■ WHAT YOU SHOULD DO
Repeat the entries that follow, exactly as they are written.

■ Dataset entries
++++++++++

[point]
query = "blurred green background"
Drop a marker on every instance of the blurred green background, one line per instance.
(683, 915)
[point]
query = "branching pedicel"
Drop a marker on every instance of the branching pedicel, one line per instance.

++++++++++

■ FINAL ANSWER
[point]
query = "blurred green background"
Drop a marker on every instance of the blurred green background, one line per instance.
(683, 915)
[point]
query = "branching pedicel"
Drop a marker on every instance of the branching pedicel, one line per instance.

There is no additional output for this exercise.